→ Work to do
The lines to extract begin at the one containing "Could you point out the white ceiling" and run to the end of the listing; set them down exactly and alone.
##### Data entries
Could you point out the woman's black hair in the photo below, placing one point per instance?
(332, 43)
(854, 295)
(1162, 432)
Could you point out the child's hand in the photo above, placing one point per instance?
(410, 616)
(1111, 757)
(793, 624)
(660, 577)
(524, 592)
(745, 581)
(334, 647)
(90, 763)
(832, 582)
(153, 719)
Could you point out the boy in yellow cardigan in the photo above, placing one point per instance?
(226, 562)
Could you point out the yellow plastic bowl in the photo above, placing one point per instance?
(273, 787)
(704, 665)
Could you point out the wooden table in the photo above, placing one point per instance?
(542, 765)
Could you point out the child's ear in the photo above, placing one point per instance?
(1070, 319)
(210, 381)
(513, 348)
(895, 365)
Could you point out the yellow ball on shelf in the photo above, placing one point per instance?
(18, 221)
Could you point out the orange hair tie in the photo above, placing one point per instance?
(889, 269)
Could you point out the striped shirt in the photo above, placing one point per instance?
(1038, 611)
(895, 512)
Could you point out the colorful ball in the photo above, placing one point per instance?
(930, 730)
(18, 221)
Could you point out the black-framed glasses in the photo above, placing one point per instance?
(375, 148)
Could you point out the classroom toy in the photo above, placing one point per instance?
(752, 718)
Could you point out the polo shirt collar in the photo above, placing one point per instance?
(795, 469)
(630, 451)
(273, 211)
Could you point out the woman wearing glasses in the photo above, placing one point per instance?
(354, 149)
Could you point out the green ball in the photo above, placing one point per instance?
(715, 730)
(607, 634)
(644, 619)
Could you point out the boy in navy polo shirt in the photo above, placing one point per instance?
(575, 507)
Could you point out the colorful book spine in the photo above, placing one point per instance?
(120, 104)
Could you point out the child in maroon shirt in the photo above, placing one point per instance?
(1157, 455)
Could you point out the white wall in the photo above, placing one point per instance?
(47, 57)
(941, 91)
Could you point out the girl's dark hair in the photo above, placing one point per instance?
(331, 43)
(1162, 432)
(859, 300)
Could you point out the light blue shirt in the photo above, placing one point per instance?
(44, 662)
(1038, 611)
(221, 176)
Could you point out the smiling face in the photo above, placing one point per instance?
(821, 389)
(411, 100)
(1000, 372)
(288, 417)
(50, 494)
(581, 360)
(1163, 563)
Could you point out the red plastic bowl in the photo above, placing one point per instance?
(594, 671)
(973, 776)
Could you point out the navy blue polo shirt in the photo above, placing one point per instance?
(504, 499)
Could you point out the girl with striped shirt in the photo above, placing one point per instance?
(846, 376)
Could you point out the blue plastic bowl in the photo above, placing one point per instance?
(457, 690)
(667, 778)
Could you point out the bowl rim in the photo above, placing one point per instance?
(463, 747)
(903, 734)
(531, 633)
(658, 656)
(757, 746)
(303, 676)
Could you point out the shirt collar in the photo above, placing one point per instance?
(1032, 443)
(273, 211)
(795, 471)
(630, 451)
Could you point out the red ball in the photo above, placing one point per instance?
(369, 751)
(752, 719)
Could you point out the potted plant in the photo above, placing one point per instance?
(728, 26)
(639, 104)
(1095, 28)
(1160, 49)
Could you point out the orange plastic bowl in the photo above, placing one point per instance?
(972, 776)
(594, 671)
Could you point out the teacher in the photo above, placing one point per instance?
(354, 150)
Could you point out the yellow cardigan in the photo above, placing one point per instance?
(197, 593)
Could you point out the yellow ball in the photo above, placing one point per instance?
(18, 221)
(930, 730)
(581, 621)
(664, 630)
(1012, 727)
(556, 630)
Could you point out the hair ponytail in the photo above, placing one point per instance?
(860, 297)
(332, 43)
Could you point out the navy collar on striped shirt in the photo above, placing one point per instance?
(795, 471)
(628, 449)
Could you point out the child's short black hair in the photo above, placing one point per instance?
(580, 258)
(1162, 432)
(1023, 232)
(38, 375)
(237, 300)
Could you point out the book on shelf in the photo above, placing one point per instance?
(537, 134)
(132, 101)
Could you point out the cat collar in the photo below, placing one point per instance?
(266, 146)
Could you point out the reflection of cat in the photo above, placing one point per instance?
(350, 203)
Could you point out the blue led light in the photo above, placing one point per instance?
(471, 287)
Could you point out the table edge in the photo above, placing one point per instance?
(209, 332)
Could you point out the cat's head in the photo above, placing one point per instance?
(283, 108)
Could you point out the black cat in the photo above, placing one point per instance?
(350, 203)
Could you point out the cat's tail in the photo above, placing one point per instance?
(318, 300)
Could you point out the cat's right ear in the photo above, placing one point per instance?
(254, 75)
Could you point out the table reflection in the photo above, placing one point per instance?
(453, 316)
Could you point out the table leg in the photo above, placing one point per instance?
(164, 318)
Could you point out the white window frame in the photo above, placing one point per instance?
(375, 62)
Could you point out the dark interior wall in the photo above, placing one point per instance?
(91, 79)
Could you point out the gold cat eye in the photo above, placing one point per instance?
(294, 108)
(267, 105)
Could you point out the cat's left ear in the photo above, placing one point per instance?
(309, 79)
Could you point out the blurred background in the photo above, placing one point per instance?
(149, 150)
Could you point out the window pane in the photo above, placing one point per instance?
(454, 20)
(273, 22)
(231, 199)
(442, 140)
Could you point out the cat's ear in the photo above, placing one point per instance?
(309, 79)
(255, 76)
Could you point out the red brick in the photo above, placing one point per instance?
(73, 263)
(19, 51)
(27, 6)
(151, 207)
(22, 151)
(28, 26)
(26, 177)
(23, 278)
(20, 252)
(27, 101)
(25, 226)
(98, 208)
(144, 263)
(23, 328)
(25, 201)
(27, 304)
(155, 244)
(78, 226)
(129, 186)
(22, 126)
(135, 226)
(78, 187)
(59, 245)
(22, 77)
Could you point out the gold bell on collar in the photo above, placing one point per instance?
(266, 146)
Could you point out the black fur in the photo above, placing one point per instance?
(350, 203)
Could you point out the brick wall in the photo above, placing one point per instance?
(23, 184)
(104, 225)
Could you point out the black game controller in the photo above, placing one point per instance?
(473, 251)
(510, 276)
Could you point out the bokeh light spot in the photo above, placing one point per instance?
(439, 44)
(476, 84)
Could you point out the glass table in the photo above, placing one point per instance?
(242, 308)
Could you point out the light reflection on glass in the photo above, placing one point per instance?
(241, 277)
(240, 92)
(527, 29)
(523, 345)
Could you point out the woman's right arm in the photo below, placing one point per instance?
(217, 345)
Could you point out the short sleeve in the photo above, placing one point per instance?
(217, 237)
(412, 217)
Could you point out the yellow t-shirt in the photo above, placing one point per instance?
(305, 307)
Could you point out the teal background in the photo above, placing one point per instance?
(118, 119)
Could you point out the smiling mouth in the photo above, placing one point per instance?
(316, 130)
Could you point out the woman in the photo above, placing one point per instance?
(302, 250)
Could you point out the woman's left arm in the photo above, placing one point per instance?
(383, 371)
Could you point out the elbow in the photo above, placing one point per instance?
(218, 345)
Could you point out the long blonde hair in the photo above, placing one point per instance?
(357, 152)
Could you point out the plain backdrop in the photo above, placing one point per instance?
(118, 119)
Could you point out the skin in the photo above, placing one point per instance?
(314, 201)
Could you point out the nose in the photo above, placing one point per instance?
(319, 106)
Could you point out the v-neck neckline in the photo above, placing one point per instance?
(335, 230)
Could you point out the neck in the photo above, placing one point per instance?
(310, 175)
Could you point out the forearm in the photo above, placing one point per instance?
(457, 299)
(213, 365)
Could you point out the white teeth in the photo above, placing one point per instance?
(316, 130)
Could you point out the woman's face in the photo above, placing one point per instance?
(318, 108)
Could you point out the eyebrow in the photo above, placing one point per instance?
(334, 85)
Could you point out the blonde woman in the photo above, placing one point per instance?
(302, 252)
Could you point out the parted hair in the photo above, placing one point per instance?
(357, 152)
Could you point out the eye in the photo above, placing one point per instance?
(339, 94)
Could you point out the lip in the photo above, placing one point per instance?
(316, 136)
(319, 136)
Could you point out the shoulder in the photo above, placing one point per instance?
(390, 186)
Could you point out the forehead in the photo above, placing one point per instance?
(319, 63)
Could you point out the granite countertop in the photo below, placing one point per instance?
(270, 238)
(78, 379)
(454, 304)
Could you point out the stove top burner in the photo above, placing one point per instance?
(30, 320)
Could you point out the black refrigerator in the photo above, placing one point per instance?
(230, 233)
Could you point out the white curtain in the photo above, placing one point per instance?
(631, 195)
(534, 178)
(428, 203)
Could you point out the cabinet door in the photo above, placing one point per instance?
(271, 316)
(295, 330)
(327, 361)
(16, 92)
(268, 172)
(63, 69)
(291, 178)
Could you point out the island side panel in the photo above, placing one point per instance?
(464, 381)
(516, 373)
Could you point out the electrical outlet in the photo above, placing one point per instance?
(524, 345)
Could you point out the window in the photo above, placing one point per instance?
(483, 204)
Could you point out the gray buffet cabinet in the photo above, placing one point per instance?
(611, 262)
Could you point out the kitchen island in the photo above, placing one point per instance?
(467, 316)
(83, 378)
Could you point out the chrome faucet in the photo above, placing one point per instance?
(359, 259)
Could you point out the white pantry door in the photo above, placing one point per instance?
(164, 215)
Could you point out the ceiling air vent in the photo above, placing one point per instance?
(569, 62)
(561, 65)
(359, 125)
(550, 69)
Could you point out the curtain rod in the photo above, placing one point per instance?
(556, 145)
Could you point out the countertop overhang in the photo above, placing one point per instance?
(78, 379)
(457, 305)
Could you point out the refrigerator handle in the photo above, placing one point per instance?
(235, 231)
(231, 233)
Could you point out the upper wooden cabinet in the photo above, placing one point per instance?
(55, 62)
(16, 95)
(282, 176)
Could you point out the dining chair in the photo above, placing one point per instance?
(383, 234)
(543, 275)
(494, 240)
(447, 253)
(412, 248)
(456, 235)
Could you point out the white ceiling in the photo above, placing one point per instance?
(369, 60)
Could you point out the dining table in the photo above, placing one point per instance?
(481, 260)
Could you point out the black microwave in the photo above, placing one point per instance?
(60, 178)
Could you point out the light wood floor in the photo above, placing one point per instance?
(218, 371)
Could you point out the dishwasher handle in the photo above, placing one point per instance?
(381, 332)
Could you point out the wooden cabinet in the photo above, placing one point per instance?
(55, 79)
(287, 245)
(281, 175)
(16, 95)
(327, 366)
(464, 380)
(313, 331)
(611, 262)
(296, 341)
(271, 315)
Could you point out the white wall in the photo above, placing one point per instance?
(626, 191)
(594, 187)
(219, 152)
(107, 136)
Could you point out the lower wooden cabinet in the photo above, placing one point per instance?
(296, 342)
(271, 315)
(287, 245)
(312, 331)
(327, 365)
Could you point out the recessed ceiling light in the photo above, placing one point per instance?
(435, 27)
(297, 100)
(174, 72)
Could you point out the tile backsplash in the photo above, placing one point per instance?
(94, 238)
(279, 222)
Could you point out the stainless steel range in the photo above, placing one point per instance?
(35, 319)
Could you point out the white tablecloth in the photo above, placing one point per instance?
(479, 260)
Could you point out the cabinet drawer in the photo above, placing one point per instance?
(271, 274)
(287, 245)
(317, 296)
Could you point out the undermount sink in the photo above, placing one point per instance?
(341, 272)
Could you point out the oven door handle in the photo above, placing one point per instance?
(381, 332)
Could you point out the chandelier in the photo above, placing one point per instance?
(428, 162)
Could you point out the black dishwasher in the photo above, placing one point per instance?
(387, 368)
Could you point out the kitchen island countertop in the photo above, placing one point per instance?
##########
→ Exercise solution
Could you point out the white ceiling in the photo above, placing one point per instance?
(369, 60)
Could you point out the dining table in the photo above, placing one point per instance?
(481, 260)
Could you point out the black microwave in the photo above, placing one point per instance?
(60, 178)
Could you point out the light wood floor in the photo above, placing one point per instance?
(218, 371)
Could you point out the dishwasher handle in the photo above, placing one point per instance?
(381, 332)
Could you point out the wooden cabinet in the photo above, placing one point per instance?
(55, 79)
(287, 245)
(281, 175)
(16, 95)
(327, 366)
(464, 380)
(313, 331)
(611, 262)
(296, 341)
(271, 315)
Could you point out the white wall in the photo above, placing one point per instance?
(626, 191)
(594, 187)
(219, 152)
(107, 136)
Could you point out the lower wooden cabinet in the photo above, placing one point per instance?
(296, 342)
(271, 315)
(287, 245)
(312, 331)
(327, 365)
Could you point out the recessed ceiling light in the photo above, placing one point per instance?
(435, 27)
(297, 100)
(174, 72)
Could you point out the tile backsplash in the photo above, placing one point per instance?
(94, 238)
(279, 222)
Could you point out the stainless steel range in the photo above, placing one point per instance?
(35, 319)
Could you point out the white tablecloth in the photo above, placing one point per instance?
(479, 260)
Could you point out the cabinet drawer in the photo above, placing one point per instance?
(271, 274)
(287, 245)
(317, 296)
Could you point out the undermount sink in the photo above, placing one point per instance?
(341, 272)
Could you point out the oven door handle in the photo above, placing one point per instance?
(381, 332)
Could you point out the chandelier in the photo above, placing one point per instance?
(428, 162)
Could you point out the black dishwasher in the photo above, placing one point per instance?
(387, 368)
Could you point out the kitchen island countertop in the photo above, placing one point per instance?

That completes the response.